● **Lesetext**
_ _ _ _ _ _ _
ROBIN ALEXANDER über SCHICKSAL
: Lecken Sie ihr zärtlich den Rücken …

… bevor Sie eine Briefmarke aufkleben. Sie ist es wert. Von der Kunst, ein Postwertzeichen zu erwerben

Ich bin nicht unvorbereitet. In meinem Rucksack habe ich alles, um diese Expedition zu überleben. Ein voll aufgeladenes Mobiltelefon. Eine Thermoskanne mit Tee. Eine Rolle Doppelkekse. Eine Hamburger Wochenzeitung, deren Autoren nicht dazu neigen, sich kurz zu fassen. Und ein Taschenbuch.

Nein, ich will nicht nach Usbekistan trampen. Ich muss zur Post. Früher hatte die Post Filialen in jedem dritten Häuserblock. Dort saßen Postbeamte, die Telegramme entgegennahmen oder Renten auszahlten oder Briefmarken verkauften. Das ist lange her.
_ _ _ _ _ _ _
● **Datensätze**
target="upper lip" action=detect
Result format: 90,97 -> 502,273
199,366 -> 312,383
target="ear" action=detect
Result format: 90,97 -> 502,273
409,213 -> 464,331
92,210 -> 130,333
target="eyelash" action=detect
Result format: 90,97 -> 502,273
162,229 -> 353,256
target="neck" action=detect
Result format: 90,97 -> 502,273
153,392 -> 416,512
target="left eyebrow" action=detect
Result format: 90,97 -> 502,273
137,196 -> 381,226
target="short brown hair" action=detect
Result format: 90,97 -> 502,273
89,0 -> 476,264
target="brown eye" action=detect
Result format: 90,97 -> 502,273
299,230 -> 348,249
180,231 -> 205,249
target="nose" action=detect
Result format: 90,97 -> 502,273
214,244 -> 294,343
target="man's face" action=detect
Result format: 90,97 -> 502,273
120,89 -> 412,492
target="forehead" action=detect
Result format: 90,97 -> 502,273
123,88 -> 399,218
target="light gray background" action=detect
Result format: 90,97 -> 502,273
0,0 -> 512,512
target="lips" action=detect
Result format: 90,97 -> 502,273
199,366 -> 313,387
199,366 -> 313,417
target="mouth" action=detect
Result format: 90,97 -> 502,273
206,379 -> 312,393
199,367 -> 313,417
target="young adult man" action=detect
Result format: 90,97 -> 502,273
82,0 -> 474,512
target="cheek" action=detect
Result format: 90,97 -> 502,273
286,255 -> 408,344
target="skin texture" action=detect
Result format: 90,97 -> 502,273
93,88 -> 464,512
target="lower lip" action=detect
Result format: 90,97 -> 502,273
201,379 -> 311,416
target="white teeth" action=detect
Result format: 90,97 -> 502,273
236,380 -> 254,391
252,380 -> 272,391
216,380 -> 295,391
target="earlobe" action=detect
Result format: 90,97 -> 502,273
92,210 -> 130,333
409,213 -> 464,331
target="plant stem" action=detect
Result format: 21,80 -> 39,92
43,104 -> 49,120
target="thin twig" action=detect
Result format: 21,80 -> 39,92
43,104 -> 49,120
_ _ _ _ _ _ _
● **Arbeitsaufträge**
[1] Erklären Sie anhand des Textes über den Briefmarkenkauf, wozu die Ich-Person ihren Rucksack gepackt hat und wohin der Weg tatsächlich führt.
[2] Welche Aufgaben hatten laut dem Text über den Briefmarkenkauf die Postbeamten in den früheren Filialen?
Die Daten stehen in keinem Zusammenhang mit dem Text über den Briefmarkenkauf.

● **Lösungen**
[1] Die Ich-Person hat alles eingepackt, um „diese Expedition zu überleben“: ein aufgeladenes Mobiltelefon, Tee, Doppelkekse, eine Wochenzeitung und ein Taschenbuch. Die Expedition ist jedoch keine Reise nach Usbekistan, sondern der Gang zur Post.

[2] Sie nahmen Telegramme entgegen, zahlten Renten aus oder verkauften Briefmarken.